* _Exercise directions_: Return the lines below that carry the word "each".

* _Data supplied_:
╔══

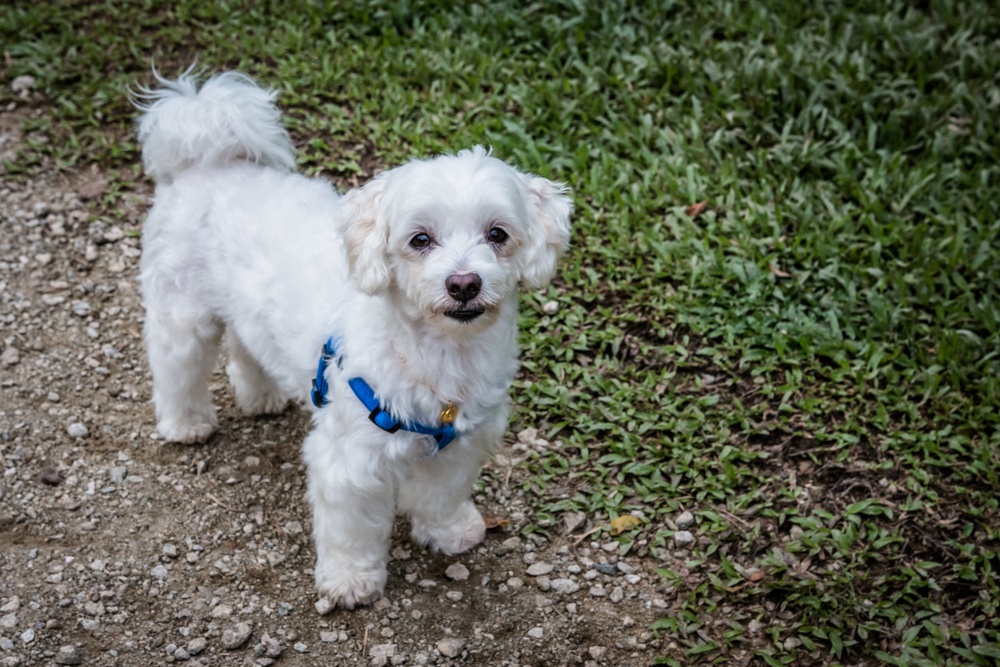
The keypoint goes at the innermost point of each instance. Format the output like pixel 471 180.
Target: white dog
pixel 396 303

╚══
╔══

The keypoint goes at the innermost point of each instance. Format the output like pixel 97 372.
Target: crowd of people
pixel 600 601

╚══

* _Result for this task_:
The keypoint goes at the innermost point of each instance. Format the output like pixel 471 180.
The keypoint goes at the innermost point of each instance. Format the output like pixel 97 372.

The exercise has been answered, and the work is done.